=== Begin Enclosure ===

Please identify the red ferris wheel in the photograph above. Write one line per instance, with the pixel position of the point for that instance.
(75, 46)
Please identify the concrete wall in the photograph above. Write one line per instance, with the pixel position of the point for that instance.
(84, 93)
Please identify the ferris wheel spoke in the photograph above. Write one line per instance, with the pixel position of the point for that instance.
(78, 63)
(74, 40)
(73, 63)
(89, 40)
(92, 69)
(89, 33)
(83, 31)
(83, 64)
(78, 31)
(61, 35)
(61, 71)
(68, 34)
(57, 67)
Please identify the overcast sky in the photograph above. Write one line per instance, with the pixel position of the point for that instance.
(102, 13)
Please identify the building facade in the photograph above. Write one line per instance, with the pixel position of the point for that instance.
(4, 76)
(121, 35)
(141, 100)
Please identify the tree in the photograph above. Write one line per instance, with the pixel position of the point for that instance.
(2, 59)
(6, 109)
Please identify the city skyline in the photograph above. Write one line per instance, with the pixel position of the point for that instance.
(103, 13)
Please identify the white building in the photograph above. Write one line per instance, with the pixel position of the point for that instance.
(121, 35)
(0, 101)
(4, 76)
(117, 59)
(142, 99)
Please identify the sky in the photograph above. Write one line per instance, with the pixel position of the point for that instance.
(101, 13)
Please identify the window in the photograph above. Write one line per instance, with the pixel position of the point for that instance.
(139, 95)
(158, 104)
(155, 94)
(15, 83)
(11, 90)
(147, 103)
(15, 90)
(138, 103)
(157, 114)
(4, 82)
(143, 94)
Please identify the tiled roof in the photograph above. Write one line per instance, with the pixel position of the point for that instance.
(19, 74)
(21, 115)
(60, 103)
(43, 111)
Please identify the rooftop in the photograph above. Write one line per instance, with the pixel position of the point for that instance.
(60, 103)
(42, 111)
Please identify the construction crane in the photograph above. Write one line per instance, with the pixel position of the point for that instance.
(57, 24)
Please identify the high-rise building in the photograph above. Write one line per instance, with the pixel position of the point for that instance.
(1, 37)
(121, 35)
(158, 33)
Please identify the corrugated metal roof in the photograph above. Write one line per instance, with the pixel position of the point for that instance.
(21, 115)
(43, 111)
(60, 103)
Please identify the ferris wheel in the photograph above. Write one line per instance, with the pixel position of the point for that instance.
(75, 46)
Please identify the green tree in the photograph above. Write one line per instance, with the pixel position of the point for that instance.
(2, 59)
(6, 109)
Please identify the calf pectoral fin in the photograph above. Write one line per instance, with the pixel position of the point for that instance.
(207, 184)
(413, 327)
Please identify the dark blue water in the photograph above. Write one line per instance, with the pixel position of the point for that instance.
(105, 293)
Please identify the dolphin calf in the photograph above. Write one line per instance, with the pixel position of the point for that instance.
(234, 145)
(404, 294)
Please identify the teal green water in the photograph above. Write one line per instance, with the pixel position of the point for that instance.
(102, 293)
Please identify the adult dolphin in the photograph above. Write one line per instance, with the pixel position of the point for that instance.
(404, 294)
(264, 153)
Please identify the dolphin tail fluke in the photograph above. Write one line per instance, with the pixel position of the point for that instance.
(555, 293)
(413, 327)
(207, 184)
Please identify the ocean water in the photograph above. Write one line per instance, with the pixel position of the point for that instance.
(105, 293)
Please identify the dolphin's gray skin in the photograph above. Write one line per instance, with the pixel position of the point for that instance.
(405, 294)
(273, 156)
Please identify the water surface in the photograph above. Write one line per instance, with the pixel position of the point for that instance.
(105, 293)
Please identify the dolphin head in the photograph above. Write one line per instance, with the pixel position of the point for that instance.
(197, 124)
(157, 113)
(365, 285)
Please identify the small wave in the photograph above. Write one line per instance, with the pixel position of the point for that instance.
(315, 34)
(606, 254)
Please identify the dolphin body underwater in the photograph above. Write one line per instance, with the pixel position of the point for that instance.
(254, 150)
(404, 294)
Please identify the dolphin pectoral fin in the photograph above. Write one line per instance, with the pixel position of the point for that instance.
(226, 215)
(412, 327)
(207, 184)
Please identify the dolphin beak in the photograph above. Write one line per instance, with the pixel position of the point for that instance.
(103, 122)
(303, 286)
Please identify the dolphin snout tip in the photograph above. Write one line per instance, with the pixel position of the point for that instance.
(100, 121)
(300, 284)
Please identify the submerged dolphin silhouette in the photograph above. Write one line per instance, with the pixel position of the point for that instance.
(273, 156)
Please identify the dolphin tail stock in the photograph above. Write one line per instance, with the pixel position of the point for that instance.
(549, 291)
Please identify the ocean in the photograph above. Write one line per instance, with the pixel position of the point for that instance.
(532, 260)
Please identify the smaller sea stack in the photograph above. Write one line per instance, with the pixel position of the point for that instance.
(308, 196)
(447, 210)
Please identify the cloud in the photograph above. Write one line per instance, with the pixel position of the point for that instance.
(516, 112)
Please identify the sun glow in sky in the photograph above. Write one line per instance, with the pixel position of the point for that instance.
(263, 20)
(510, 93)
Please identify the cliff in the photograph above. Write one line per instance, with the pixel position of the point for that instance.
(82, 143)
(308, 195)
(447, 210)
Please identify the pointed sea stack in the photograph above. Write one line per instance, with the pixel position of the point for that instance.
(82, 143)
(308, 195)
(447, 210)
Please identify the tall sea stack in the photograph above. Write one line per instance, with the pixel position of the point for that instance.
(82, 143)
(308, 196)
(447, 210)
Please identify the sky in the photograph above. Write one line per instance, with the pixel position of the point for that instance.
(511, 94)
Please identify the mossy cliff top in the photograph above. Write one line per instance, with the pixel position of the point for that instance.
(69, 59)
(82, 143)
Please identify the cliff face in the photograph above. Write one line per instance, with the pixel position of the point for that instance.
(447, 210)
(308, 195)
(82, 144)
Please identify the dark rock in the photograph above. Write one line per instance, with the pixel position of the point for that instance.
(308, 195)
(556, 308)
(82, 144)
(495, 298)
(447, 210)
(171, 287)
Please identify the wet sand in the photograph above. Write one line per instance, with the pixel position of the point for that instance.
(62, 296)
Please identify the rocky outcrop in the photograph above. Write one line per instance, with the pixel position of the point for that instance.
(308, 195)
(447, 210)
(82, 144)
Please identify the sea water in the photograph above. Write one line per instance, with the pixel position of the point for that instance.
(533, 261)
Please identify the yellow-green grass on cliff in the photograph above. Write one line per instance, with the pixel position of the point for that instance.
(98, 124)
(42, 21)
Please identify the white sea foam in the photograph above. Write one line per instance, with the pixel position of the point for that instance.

=== End Enclosure ===

Instructions to follow: Transcribe the full listing exactly, keeping every word as it is.

Output of the task:
Please identify the red ferris wheel in the photograph above. Write one line per instance, with the pixel position of the point for that instance.
(75, 46)
Please identify the concrete wall in the photograph above. Write one line per instance, with the pixel position of the point for that instance.
(84, 93)
Please identify the ferris wheel spoke in the photograph above. Write one line per instance, with the pixel position of the point for that instance.
(78, 63)
(74, 40)
(73, 63)
(89, 40)
(92, 69)
(89, 33)
(83, 31)
(83, 64)
(78, 31)
(61, 35)
(61, 71)
(68, 34)
(57, 67)
Please identify the overcast sky in the photograph above. Write one line per instance, with the pixel position of the point for that instance.
(102, 13)
Please identify the building facade in the photograph above. Write one line per instance, with the pixel position of the point for that instance.
(4, 76)
(121, 35)
(141, 100)
Please identify the tree in the photograph above. Write one line per instance, with the pixel position of the point for that instance.
(2, 59)
(6, 109)
Please identify the city skyline in the photograph above. Write one line per instance, with the pixel position of the point for that instance.
(103, 13)
Please identify the white building in the photograph above. Write one line per instance, with the pixel position of the point for that instance.
(121, 35)
(0, 101)
(4, 76)
(117, 59)
(142, 99)
Please identify the sky in the photograph above. Write one line per instance, with the pixel position of the point for that instance.
(101, 13)
Please identify the window in the photograph above. Write one line per instance, with the pixel position of the point for that instance.
(139, 95)
(158, 104)
(155, 94)
(15, 83)
(11, 90)
(147, 103)
(15, 90)
(138, 103)
(157, 114)
(4, 82)
(143, 94)
Please identify the tiled roof in the photograph above. Write one line per instance, with the pixel position of the point for that instance.
(19, 74)
(21, 115)
(60, 103)
(43, 111)
Please identify the rooftop in the photograph above. Write one line per instance, with the pixel position of the point for that instance.
(60, 103)
(42, 111)
Please identify the construction crane in the photograph above. Write one line per instance, with the pixel position of the point for that instance.
(57, 24)
Please identify the high-rise building in the photograph above. Write one line per instance, with the pixel position of the point for that instance.
(1, 37)
(121, 35)
(158, 33)
Please identify the corrugated metal roof in the photograph above. Write one line per instance, with the pixel position of the point for that instance.
(21, 115)
(43, 111)
(60, 103)
Please identify the ferris wheel in the photograph above. Write one line per instance, with the pixel position of the point for that instance.
(75, 46)
Please identify the green tree in the photograph above. Write one line per instance, with the pixel position of the point for that instance.
(2, 59)
(6, 109)
Please identify the calf pectoral fin in the photograph above. Write one line per instance, with the pixel position of the point for that instance.
(207, 184)
(413, 327)
Please identify the dark blue water in the photograph above. Write one line per instance, with the pixel position of the point for that instance.
(105, 293)
Please identify the dolphin calf in the photograph above. Write one line per instance, with the pixel position of the point for that instance.
(234, 145)
(404, 294)
Please identify the teal green water in the photograph above. Write one line per instance, with the pixel position of the point for that instance.
(102, 293)
Please identify the adult dolphin in the photograph above. Write one line per instance, with the pixel position of the point for that instance.
(404, 294)
(264, 153)
Please identify the dolphin tail fluke in the photograph above. Write one line per instance, with the pixel position of the point for that instance.
(555, 293)
(413, 327)
(207, 184)
Please identify the ocean water in the photograph above. Write one line per instance, with the pixel position of the point for that instance.
(105, 293)
Please identify the dolphin's gray skin in the photograph above. Write one line per instance, with the pixel position of the point for that instance.
(405, 294)
(273, 156)
Please identify the water surface in the photograph above. Write one line per instance, with the pixel position of the point for that instance.
(105, 293)
Please identify the dolphin head in the photograph above. Write one line per instance, with the pixel position of the point for that instance.
(197, 124)
(157, 113)
(365, 285)
Please identify the small wave in the photograph above. Write one line per instance, with the pixel position of the point for that instance.
(315, 34)
(606, 254)
Please identify the dolphin body underwater in the photograph above. Write one line per instance, with the pixel position of the point for that instance.
(254, 150)
(404, 294)
Please identify the dolphin pectoral fin in the photograph above. Write one line per instance, with the pixel position of the point for that instance.
(226, 215)
(412, 327)
(207, 184)
Please identify the dolphin beak in the photograph above. Write one line per instance, with the pixel position of the point for that instance.
(103, 122)
(303, 286)
Please identify the dolphin snout tip in the photograph above. Write one line per instance, with the pixel position of the point for that instance.
(100, 121)
(300, 284)
Please identify the submerged dolphin silhouette in the photograph above. Write one line per instance, with the pixel position of the point for that instance.
(273, 156)
Please identify the dolphin tail stock in the photograph above. Write one line per instance, with the pixel position of the point for that instance.
(549, 291)
Please identify the ocean in the photograph above. Write one line per instance, with the pixel position of the point for that instance.
(532, 260)
Please identify the smaller sea stack in the photograph above. Write one line per instance, with the pixel position of the point for that instance.
(308, 196)
(447, 210)
Please identify the cloud in the photograph above. Write one line per instance, with the pixel position of the point for that instance.
(516, 112)
Please identify the sun glow in sky in the photograph above. Write one line per instance, with the pixel position of the point for that instance.
(263, 20)
(510, 93)
Please identify the cliff in the photograph above. Write one line per instance, with the pixel position of the point for that instance.
(82, 143)
(308, 195)
(447, 210)
Please identify the pointed sea stack in the photograph above. Write one line per instance, with the pixel position of the point for that instance.
(82, 143)
(308, 195)
(447, 210)
Please identify the tall sea stack in the photograph above. Write one line per instance, with the pixel position of the point for that instance.
(82, 143)
(308, 196)
(447, 210)
Please identify the sky in the photograph above. Write one line per instance, with the pixel position of the point for that instance.
(511, 94)
Please identify the mossy cliff top in the photograph above. Write one line per instance, with the pixel position of the point for that instance.
(69, 59)
(82, 143)
Please identify the cliff face in the photograph above. Write one line per instance, with the pixel position of the point for that instance.
(447, 210)
(308, 195)
(82, 144)
Please identify the dark rock in the photograph above. Write one line per instance, with the pixel position of the point for that instance.
(308, 195)
(556, 308)
(82, 144)
(495, 298)
(447, 210)
(171, 287)
Please identify the wet sand in the photograph above. Write one line per instance, with the pixel position of the point for that instance.
(62, 296)
Please identify the rocky outcrop in the photograph above. Write one line per instance, with the pixel position of the point for that instance.
(308, 195)
(447, 210)
(82, 144)
Please identify the sea water in the photograph above. Write one line per instance, with the pixel position of the point for that instance.
(533, 261)
Please identify the yellow-green grass on cliff in the photograph above. Write one line per instance, with the pixel position of the point for that instance.
(98, 124)
(42, 21)
Please identify the white sea foam in the photograph above. Write one line per instance, with the pixel position of the point for that instance.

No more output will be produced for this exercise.